◆ STATED TASK 1
In the software FAQ, what is the annual update subscription price for the Irrevocable Trusts set?
◆ STATED TASK 2
How many lines of the records contain the word "blue"? Reply with the number alone.

◆ EXCERPTED TEXT
::::
Automated Trust and Wills Software

FAQs

WHAT IS YOUR PRIVACY POLICY?
All requested contact information is strictly for internal use. We take your privacy very seriously; any information you provide us will never be given, sold or transferred to any other company, organization or entity. If, at anytime, you receive an e-mail from us and you do not wish to receive any e-mails in the future, simply reply to the e-mail with the word "Remove" in the subject or the body of the message and you will be immediately removed from our database. All personal information is transmitted to our SSL secure server utilizing 128-bit encryption. Your privacy is guaranteed!
ARE THE DOCUMENTS "HIPAA" COMPLIANT?
All documents included in the program which may be needed for health care purposes are specifically HIPAA compliant and the HIPAA release provisions are made effective immediately. For more information on HIPAA, please click on Link to HIPAA.
HOW OFTEN DO YOU UPDATE?
We update approximately 5-7 times a year (as we add new templates, law changes, etc.). The annual (after the first year) update subscription is $250 for the Trusts & Wills template set and $100 for the Irrevocable Trusts set. This subscription is voluntary on your part since the software will continue to run whether you subscribe or not (as compared to our competition whose software will "lock-up" after each year unless you re-purchase it). Most, but not all, of our users do subscribe; but it is not mandatory for the software to continue work (obviously, any changes to the template, either for law changes or revisions, are the responsibility of the user if they do not subscribe).
::::
(Detection examples)

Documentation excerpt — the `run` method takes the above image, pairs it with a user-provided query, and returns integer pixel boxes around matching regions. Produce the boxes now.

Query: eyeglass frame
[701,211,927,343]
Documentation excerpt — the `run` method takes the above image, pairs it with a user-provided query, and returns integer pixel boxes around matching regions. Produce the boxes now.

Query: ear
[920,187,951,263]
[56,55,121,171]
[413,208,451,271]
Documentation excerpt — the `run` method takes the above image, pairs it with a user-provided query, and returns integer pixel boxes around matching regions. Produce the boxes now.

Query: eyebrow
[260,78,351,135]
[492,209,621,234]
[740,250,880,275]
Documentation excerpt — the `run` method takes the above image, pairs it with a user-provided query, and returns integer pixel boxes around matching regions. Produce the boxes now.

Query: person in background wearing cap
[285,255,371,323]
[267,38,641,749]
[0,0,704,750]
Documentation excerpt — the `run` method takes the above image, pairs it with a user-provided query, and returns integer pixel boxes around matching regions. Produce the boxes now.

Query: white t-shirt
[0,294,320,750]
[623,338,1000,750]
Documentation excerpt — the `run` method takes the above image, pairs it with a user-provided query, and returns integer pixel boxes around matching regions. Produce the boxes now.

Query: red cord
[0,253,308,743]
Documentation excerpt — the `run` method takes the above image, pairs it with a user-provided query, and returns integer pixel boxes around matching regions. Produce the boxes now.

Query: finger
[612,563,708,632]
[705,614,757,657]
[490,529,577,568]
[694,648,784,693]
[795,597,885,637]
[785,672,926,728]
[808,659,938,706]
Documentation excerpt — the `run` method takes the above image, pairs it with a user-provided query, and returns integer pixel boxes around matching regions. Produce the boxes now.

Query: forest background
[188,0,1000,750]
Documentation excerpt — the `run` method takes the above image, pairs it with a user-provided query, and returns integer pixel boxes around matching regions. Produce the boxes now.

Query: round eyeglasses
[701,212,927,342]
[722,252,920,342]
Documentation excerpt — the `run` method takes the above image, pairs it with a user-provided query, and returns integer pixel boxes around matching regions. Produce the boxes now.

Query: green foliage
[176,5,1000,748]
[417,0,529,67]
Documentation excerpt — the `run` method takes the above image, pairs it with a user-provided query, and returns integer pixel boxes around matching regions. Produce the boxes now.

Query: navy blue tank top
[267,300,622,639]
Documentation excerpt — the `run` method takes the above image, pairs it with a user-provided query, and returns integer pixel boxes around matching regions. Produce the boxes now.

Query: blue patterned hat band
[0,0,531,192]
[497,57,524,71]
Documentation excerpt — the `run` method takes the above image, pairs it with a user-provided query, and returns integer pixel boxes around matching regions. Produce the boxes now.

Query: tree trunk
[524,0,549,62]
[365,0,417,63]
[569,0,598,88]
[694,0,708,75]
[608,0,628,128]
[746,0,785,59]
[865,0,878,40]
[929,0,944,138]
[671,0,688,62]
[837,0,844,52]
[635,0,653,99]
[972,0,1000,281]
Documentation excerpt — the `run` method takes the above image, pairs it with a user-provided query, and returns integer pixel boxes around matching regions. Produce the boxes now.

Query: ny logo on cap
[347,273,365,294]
::::
◆ RESULT 1
$100

◆ RESULT 2
2